Object location annotation data:
........
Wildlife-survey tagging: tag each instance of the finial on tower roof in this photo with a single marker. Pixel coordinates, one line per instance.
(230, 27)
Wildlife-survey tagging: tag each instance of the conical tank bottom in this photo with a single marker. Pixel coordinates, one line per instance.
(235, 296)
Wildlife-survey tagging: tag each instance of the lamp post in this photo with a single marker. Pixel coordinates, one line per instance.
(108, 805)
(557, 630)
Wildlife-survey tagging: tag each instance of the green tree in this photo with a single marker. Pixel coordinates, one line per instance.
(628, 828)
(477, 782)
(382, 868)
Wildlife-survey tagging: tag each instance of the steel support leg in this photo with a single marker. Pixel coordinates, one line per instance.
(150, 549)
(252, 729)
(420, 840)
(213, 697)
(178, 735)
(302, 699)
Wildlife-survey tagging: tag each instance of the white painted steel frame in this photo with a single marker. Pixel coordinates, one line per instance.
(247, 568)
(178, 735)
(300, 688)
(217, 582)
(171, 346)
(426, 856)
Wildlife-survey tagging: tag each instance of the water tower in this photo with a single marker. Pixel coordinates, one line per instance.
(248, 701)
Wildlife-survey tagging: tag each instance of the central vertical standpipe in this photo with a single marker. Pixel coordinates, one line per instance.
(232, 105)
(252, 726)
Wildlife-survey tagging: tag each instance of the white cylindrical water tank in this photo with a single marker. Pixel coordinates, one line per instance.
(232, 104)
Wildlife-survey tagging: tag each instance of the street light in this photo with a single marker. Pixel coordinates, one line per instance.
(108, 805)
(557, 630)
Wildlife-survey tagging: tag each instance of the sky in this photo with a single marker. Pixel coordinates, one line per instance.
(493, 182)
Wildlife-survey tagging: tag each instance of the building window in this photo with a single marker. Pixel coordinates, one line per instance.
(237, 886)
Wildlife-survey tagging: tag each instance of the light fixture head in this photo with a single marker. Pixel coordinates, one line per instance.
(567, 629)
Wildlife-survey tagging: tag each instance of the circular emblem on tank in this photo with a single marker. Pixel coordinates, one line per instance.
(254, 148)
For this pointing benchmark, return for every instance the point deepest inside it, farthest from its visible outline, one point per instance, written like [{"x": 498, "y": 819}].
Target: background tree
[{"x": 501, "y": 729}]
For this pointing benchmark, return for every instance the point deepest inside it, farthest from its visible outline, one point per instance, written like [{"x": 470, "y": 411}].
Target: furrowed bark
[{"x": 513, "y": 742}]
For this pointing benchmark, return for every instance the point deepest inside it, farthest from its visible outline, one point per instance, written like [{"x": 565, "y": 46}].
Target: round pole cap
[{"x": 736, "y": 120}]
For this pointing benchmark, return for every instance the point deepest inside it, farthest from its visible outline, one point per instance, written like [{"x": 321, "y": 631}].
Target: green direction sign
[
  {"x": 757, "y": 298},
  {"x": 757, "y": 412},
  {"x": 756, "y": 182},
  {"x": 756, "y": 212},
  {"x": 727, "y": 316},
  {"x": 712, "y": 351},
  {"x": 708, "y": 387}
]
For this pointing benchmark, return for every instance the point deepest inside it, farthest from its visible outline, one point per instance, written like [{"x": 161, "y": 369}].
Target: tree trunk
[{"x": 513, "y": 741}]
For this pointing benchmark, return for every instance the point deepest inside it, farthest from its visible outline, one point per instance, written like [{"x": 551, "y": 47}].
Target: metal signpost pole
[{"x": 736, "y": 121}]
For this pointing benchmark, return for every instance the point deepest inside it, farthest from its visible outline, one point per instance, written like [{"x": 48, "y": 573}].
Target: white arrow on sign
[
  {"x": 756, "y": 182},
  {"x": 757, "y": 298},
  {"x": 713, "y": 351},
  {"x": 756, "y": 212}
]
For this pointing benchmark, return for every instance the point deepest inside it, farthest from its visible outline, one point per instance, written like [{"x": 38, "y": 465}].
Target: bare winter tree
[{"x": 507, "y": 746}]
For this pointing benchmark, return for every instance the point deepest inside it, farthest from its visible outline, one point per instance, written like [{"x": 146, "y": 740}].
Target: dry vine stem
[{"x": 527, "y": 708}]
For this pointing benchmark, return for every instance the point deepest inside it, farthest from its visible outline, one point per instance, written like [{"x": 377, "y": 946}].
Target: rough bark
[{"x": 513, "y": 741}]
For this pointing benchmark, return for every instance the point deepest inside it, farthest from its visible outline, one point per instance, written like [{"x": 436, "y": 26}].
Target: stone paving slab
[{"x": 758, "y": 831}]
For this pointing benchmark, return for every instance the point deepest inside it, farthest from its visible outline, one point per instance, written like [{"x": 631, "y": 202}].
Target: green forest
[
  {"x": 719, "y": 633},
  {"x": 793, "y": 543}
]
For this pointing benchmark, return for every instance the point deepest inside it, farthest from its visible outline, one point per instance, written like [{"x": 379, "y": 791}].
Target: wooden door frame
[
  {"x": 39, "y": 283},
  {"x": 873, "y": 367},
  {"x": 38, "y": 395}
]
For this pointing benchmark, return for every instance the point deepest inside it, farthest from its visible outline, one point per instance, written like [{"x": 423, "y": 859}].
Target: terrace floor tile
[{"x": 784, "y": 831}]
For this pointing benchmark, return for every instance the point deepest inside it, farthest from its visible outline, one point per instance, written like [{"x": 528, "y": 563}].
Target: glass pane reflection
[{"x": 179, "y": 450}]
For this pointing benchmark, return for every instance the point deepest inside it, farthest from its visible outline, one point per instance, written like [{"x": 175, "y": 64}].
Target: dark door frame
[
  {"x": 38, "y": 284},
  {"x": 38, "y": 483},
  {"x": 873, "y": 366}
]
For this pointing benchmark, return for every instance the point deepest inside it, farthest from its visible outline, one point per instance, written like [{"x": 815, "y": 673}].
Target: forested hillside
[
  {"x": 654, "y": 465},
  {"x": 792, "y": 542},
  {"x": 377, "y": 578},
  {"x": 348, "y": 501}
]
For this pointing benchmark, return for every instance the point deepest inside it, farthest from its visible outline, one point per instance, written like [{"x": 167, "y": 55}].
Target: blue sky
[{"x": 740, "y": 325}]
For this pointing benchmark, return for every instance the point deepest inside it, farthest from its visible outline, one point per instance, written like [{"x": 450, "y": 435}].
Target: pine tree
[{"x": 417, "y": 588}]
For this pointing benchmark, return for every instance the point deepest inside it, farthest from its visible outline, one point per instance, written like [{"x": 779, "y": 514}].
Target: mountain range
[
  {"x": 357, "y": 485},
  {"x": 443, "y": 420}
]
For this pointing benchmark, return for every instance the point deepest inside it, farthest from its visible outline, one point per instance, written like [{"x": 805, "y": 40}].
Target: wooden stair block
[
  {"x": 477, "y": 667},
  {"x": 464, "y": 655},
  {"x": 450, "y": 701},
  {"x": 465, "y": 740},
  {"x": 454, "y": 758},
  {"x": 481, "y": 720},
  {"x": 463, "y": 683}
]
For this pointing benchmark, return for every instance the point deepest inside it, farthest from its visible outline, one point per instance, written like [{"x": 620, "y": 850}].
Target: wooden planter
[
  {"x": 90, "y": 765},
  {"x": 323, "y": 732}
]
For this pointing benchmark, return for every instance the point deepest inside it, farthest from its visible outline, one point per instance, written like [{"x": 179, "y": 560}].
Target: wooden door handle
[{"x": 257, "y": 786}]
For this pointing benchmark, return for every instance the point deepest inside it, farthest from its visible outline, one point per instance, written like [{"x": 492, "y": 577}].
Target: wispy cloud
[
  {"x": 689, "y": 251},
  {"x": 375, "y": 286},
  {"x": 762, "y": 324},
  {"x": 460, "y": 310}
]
........
Exercise aim:
Copy out the full listing exactly.

Output of the exercise:
Wildlife-survey tagging: tag each instance of the finial on tower roof in this photo with a single marker. Pixel coordinates, one line per instance.
(230, 27)
Wildlife-survey tagging: tag each instance of the conical tank bottom in this photo with a single marker. Pixel coordinates, one line per instance.
(235, 296)
Wildlife-survey tagging: tag each instance of the lamp post in this photo with a single marker. Pixel coordinates, one line per instance.
(108, 805)
(557, 630)
Wildlife-survey tagging: tag each instance of the green tree in this photo with a single marker. Pixel coordinates, one line per instance.
(628, 828)
(477, 782)
(382, 868)
Wildlife-survey tagging: tag each instance of the steel support leg in this photo with a single marker. Pixel coordinates, one line per instance.
(150, 549)
(252, 729)
(420, 840)
(213, 697)
(178, 735)
(302, 699)
Wildlife-survey tagging: tag each instance of the white painted steel frame in this photo with a single marker. Pixel coordinates, one line per instance.
(247, 568)
(178, 735)
(300, 688)
(217, 582)
(171, 346)
(426, 856)
Wildlife-survey tagging: tag each instance of the water tower in this photo with a single marker. Pixel coordinates, one line per instance.
(248, 701)
Wildlife-survey tagging: tag each instance of the central vertical standpipe in this photo with a single marker. Pixel coordinates, one line per instance.
(232, 105)
(252, 726)
Wildlife-survey tagging: tag each instance of the white cylindrical water tank in this photo with a single marker. Pixel coordinates, one line per instance.
(232, 104)
Wildlife-survey tagging: tag each instance of the street light in this photo with a single marker. Pixel coordinates, one line per instance.
(108, 805)
(557, 630)
Wildlife-survey tagging: tag each instance of the sky in this photo with a single marker. Pixel coordinates, one line per instance.
(493, 182)
Wildlife-survey tagging: tag each instance of the building window in this photo with a single marker. Pixel coordinates, one line per instance.
(237, 886)
Wildlife-survey tagging: tag each instance of the light fixture head in this photo with a single marker. Pixel coordinates, one line per instance.
(567, 629)
Wildlife-survey tagging: tag each instance of the circular emblem on tank in this photo with a single marker. Pixel coordinates, one line per instance.
(254, 148)
For this pointing benchmark, return for every instance the point deepest inside it, farthest from its visible outline, one point per instance, written like [{"x": 498, "y": 819}].
Target: background tree
[{"x": 501, "y": 729}]
For this pointing benchmark, return for every instance the point deepest inside it, farthest from its visible outline, one point per instance, written like [{"x": 470, "y": 411}].
Target: furrowed bark
[{"x": 513, "y": 742}]
For this pointing benchmark, return for every instance the point deepest inside it, farthest from its visible outline, one point per instance, written like [{"x": 565, "y": 46}].
Target: round pole cap
[{"x": 736, "y": 120}]
For this pointing benchmark, return for every instance the point deepest inside it, farthest from its visible outline, one point per instance, written like [{"x": 321, "y": 631}].
Target: green direction sign
[
  {"x": 757, "y": 298},
  {"x": 757, "y": 412},
  {"x": 756, "y": 182},
  {"x": 756, "y": 212},
  {"x": 727, "y": 316},
  {"x": 712, "y": 351},
  {"x": 708, "y": 387}
]
For this pointing benchmark, return for every instance the point deepest inside it, farthest from its visible outline, one point per instance, written like [{"x": 161, "y": 369}].
Target: tree trunk
[{"x": 513, "y": 741}]
For this pointing benchmark, return for every instance the point deepest inside it, farthest from its visible outline, one point per instance, written like [{"x": 551, "y": 47}].
Target: metal signpost pole
[{"x": 736, "y": 121}]
For this pointing benchmark, return for every instance the point deepest inside it, farthest from its visible outline, one point per instance, written like [{"x": 48, "y": 573}].
Target: white arrow on sign
[
  {"x": 756, "y": 182},
  {"x": 757, "y": 298},
  {"x": 713, "y": 351},
  {"x": 756, "y": 212}
]
For this pointing benchmark, return for every instance the point deepest inside it, farthest from its visible outline, one point per instance, written like [{"x": 38, "y": 465}].
Target: bare winter tree
[{"x": 507, "y": 746}]
For this pointing benchmark, return for every instance the point deepest inside it, farthest from its visible outline, one point per instance, written like [{"x": 146, "y": 740}].
Target: dry vine stem
[{"x": 527, "y": 708}]
For this pointing benchmark, return for every instance the point deepest inside it, farthest from its visible outline, one point per instance, written like [{"x": 377, "y": 946}].
Target: rough bark
[{"x": 513, "y": 741}]
For this pointing benchmark, return for every instance the point deepest inside it, farthest from its visible outline, one point per instance, written like [{"x": 436, "y": 26}].
Target: stone paving slab
[{"x": 758, "y": 831}]
For this pointing benchmark, return for every instance the point deepest inside it, farthest from its visible outline, one point per instance, written like [{"x": 631, "y": 202}].
Target: green forest
[
  {"x": 719, "y": 633},
  {"x": 793, "y": 543}
]
For this pointing benchmark, return for every instance the point deepest inside it, farthest from its visible outline, one point per instance, written like [{"x": 379, "y": 791}].
Target: wooden door frame
[
  {"x": 39, "y": 283},
  {"x": 873, "y": 367},
  {"x": 38, "y": 395}
]
For this pointing benchmark, return for every instance the point deepest inside it, farthest from its visible outline, one point per instance, written like [{"x": 423, "y": 859}].
Target: terrace floor tile
[{"x": 784, "y": 831}]
For this pointing benchmark, return for every instance the point deepest inside it, farthest from its visible outline, one point per instance, written like [{"x": 528, "y": 563}].
Target: glass pane reflection
[{"x": 179, "y": 450}]
For this pointing benchmark, return for every instance the point deepest inside it, farthest from its visible outline, one point per instance, written like [{"x": 175, "y": 64}].
Target: dark door frame
[
  {"x": 38, "y": 284},
  {"x": 38, "y": 483},
  {"x": 873, "y": 366}
]
For this pointing benchmark, return for every instance the point deepest inside it, farthest from its visible outline, one point per instance, written like [{"x": 815, "y": 673}].
Target: forested hillside
[
  {"x": 654, "y": 465},
  {"x": 792, "y": 542},
  {"x": 377, "y": 578},
  {"x": 348, "y": 501}
]
For this pointing benchmark, return for every instance the point deepest inside it, farthest from its visible outline, one point per instance, written like [{"x": 167, "y": 55}].
Target: blue sky
[{"x": 740, "y": 325}]
For this pointing benchmark, return for every instance the point deepest inside it, farthest from its visible outline, one point per instance, written like [{"x": 450, "y": 435}].
Target: pine tree
[{"x": 417, "y": 588}]
For this pointing benchmark, return for every instance the point deepest inside it, farthest from its visible outline, one point per instance, written like [{"x": 779, "y": 514}].
Target: mountain range
[
  {"x": 357, "y": 485},
  {"x": 443, "y": 420}
]
For this pointing benchmark, return for every instance the point deepest inside it, farthest from its visible outline, one point per instance, written like [{"x": 805, "y": 40}].
Target: wooden stair block
[
  {"x": 477, "y": 667},
  {"x": 464, "y": 655},
  {"x": 450, "y": 701},
  {"x": 465, "y": 740},
  {"x": 454, "y": 758},
  {"x": 481, "y": 720},
  {"x": 463, "y": 683}
]
For this pointing benchmark, return for every instance the point deepest inside it, farthest from its visible outline, one point per instance, written like [{"x": 620, "y": 850}].
Target: wooden planter
[
  {"x": 90, "y": 765},
  {"x": 323, "y": 732}
]
For this pointing benchmark, return for every instance the point deepest inside it, farthest from its visible outline, one point per instance, written like [{"x": 179, "y": 560}].
Target: wooden door handle
[{"x": 257, "y": 786}]
For this pointing benchmark, return for every instance the point deepest inside it, farthest from its visible outline, one point per instance, written like [{"x": 492, "y": 577}].
Target: wispy cloud
[
  {"x": 689, "y": 251},
  {"x": 375, "y": 286},
  {"x": 762, "y": 324},
  {"x": 460, "y": 310}
]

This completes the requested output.